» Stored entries
_ _ _

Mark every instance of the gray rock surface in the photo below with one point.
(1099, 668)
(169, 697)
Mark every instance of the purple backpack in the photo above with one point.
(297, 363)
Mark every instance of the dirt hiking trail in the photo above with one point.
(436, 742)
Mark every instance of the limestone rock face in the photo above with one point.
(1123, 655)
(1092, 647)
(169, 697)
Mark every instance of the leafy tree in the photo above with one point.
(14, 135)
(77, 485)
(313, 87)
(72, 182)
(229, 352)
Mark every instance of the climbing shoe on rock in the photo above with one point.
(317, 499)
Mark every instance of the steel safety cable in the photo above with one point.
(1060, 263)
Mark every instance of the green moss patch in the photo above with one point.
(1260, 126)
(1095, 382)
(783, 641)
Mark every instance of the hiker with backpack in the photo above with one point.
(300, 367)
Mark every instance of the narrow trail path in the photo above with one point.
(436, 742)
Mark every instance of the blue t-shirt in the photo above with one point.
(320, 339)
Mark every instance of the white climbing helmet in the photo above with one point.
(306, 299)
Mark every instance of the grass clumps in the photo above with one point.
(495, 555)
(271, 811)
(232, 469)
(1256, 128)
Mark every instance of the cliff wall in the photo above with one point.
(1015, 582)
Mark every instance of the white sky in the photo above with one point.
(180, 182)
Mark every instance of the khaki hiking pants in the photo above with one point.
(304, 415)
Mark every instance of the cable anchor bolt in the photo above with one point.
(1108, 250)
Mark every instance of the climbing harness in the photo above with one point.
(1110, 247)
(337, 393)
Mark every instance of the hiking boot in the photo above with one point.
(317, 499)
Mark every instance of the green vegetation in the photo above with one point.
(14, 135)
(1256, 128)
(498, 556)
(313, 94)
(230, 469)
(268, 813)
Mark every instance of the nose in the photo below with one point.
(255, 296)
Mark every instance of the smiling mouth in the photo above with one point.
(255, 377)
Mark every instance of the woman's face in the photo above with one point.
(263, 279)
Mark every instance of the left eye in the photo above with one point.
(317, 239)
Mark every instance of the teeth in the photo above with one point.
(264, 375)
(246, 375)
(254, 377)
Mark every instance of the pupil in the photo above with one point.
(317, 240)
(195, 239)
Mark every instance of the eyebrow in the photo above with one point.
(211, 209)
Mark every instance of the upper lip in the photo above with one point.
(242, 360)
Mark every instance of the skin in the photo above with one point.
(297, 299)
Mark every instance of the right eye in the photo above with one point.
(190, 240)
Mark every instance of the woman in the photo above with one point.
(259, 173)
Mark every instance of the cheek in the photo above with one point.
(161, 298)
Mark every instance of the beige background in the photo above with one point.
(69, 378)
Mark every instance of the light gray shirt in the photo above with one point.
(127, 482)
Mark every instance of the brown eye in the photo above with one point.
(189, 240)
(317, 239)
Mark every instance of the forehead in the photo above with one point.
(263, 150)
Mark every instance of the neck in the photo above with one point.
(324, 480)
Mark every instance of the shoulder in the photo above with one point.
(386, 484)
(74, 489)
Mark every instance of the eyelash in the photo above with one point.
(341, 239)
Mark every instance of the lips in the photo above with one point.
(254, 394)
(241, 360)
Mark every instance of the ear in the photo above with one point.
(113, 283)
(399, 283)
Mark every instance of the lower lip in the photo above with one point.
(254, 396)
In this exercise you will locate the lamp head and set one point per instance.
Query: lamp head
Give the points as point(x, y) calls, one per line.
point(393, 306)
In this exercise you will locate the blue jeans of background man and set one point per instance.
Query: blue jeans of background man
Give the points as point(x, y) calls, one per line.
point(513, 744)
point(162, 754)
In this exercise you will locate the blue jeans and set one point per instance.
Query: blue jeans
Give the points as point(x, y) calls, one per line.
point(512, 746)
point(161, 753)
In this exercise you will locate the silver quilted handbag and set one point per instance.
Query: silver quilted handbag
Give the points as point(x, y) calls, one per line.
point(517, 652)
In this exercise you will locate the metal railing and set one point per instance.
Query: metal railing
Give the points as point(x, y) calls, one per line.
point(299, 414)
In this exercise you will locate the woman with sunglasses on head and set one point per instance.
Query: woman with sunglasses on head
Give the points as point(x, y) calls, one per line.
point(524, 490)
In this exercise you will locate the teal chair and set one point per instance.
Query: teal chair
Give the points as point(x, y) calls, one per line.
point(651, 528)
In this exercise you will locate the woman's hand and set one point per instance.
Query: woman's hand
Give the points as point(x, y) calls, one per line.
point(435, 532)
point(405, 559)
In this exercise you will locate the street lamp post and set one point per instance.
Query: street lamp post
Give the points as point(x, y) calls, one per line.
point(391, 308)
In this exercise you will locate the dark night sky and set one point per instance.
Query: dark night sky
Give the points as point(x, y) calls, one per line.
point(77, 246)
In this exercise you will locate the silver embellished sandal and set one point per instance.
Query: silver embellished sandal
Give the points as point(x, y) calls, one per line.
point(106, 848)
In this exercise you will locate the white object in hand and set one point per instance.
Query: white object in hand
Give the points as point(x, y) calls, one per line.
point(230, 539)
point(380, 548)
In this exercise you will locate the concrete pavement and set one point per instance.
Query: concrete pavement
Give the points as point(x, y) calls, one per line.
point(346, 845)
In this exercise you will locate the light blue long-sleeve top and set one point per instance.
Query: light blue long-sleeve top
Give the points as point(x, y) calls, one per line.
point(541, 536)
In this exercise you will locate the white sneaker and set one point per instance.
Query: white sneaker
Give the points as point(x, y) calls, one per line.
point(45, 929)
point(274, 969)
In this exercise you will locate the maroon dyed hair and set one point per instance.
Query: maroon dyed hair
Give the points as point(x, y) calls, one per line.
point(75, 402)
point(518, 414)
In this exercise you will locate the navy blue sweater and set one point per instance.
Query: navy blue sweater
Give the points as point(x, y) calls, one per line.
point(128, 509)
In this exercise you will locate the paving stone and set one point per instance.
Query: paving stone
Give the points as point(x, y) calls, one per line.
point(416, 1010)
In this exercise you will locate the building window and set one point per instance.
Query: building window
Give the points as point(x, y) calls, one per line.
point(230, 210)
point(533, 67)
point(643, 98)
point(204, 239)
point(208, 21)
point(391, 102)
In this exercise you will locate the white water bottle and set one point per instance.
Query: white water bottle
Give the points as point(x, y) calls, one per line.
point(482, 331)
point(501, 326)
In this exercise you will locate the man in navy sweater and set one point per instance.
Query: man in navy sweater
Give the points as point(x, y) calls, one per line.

_ _ _

» WHAT YOU ARE ASKED TO DO
Check each line above for the string "jeans", then copy the ones that have it.

» ANSWER TO THIS PROBLEM
In this exercise you will locate the blue jeans of background man and set one point per instance.
Query: blue jeans of background man
In this exercise you will locate the blue jeans and set one point per instance.
Query: blue jeans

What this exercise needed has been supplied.